### [O que se pede]
Reproduza, sem qualquer alteração, o trecho do texto sobre a COP que vai de “No meio de toda” até “genocídio desses povos.”.

Mas às resistências…onde tem floresta ministro, tem riqueza, onde tem Bolsonarismo, tem pobreza…

          No meio de toda essa irresponsabilidade organizada, inclusive declaração racista do Ministro de Meio Ambiente de que “onde existe muita floresta também existe muita pobreza”, e apesar dos limites do contexto, os povos indígenas e o movimento negro se destacam pela participação crítica na COP e também na Cúpula dos Povos, seja no Brasil ou em Glasgow, se contrapondo ao discurso governamental e apesar das intimidações e ameaças. Foi a maior delegação de lideranças indígenas e do movimento negro do Brasil em uma COP. Avançamos assim, no debate sobre a necessidade de superar o racismo, avançar na titulação de territórios quilombolas, na homologação de terras indígenas (que atingem menor número no governo Bolsonaro) e regularização fundiária de outros territórios de comunidades tradicionais e acabar com o genocídio desses povos.

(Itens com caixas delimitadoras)
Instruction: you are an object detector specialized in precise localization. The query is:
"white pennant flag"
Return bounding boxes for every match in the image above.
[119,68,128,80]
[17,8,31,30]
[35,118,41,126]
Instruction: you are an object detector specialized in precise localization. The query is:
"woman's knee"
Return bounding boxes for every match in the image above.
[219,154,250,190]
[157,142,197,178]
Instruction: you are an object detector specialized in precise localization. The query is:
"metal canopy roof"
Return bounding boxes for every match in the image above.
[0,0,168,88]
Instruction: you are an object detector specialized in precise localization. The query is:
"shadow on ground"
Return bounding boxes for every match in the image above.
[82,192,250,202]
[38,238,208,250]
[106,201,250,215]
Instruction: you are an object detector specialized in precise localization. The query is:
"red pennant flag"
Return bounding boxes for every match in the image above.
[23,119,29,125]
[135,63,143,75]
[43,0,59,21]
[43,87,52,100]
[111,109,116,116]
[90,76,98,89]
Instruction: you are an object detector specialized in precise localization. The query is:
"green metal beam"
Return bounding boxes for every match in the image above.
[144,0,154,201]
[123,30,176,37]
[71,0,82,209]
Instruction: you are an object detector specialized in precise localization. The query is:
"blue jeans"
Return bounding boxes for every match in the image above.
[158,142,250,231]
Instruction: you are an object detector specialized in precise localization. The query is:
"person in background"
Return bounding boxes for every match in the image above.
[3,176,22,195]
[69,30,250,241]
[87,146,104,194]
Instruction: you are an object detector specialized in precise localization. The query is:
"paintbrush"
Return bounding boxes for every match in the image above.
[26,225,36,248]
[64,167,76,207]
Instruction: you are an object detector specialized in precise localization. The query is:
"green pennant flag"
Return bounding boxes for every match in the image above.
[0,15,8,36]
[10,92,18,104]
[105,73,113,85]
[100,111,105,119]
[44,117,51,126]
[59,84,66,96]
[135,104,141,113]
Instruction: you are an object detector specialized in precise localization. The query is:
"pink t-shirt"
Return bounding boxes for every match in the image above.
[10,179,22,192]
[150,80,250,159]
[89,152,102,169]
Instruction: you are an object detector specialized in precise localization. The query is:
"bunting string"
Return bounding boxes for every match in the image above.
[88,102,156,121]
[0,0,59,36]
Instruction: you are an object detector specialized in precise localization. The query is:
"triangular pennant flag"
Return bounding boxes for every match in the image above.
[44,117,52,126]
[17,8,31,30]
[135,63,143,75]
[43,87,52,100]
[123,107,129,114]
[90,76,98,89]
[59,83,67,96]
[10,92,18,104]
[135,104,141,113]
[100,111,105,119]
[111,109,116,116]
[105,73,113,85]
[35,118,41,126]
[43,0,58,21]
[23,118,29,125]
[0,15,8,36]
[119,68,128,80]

### [Resposta]
No meio de toda essa irresponsabilidade organizada, inclusive declaração racista do Ministro de Meio Ambiente de que “onde existe muita floresta também existe muita pobreza”, e apesar dos limites do contexto, os povos indígenas e o movimento negro se destacam pela participação crítica na COP e também na Cúpula dos Povos, seja no Brasil ou em Glasgow, se contrapondo ao discurso governamental e apesar das intimidações e ameaças. Foi a maior delegação de lideranças indígenas e do movimento negro do Brasil em uma COP. Avançamos assim, no debate sobre a necessidade de superar o racismo, avançar na titulação de territórios quilombolas, na homologação de terras indígenas (que atingem menor número no governo Bolsonaro) e regularização fundiária de outros territórios de comunidades tradicionais e acabar com o genocídio desses povos.